[Extracted data entries]
■ ■ ■
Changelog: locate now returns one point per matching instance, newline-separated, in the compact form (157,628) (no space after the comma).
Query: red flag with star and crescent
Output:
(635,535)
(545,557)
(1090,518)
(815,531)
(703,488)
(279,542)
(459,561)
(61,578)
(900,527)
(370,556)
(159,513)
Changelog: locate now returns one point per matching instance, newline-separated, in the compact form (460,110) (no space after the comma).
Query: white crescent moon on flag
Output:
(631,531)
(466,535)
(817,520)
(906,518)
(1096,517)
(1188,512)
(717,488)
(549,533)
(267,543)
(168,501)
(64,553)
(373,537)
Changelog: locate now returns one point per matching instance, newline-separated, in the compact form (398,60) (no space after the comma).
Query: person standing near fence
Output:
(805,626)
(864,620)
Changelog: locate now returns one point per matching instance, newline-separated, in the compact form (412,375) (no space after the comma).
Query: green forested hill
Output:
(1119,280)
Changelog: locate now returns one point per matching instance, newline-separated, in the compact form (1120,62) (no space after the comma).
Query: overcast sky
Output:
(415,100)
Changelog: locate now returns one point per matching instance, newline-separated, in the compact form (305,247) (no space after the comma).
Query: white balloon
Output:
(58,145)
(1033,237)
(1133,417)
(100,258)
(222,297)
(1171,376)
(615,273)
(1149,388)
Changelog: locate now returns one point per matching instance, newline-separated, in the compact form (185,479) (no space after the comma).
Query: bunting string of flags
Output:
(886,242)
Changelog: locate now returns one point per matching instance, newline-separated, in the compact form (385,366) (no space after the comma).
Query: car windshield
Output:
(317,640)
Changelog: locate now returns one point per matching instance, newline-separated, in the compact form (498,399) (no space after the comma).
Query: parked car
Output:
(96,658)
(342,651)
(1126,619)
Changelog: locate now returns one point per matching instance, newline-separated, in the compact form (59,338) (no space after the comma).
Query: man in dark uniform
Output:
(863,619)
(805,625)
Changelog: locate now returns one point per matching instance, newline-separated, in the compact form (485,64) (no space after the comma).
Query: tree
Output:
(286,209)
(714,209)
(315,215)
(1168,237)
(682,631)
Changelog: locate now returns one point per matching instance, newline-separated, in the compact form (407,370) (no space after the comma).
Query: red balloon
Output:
■ ■ ■
> _ABOUT THIS EXERCISE_
Among the entries above, find every line holding "comma" and copy it.

> _ANSWER TO THE PROBLEM_
Changelog: locate now returns one point per matching instance, newline-separated, in the compact form (157,628) (no space after the comma).
Changelog: locate now returns one point per matching instance, newline-separated, in the compact form (460,110) (no space after the comma).
Changelog: locate now returns one point per matching instance, newline-separated, in the compact form (398,60) (no space after the comma).
Changelog: locate now returns one point per matching instance, newline-separated, in the compact form (412,375) (no space after the comma).
Changelog: locate now returns one point per matching instance, newline-separated, in the compact form (1120,62) (no space after the comma).
Changelog: locate now returns one point per matching instance, newline-separated, in the compact form (305,247) (no space after the comma).
Changelog: locate now returns one point per matching instance, newline-separated, in the compact form (185,479) (no space after the comma).
Changelog: locate now returns one point per matching instance, newline-separated, in the compact form (385,366) (no space after the comma).
Changelog: locate now returns one point per matching instance, newline-separated, in the compact form (498,399) (no space after the comma).
Changelog: locate now returns one point per matching instance, newline-separated, in the compact form (59,338) (no space after the comma).
Changelog: locate now returns one point per matching instance, newline-separated, in the compact form (485,64) (no space after the comma).
Changelog: locate now returns one point per matching instance, newline-separated, in the compact form (407,370) (no space after the comma).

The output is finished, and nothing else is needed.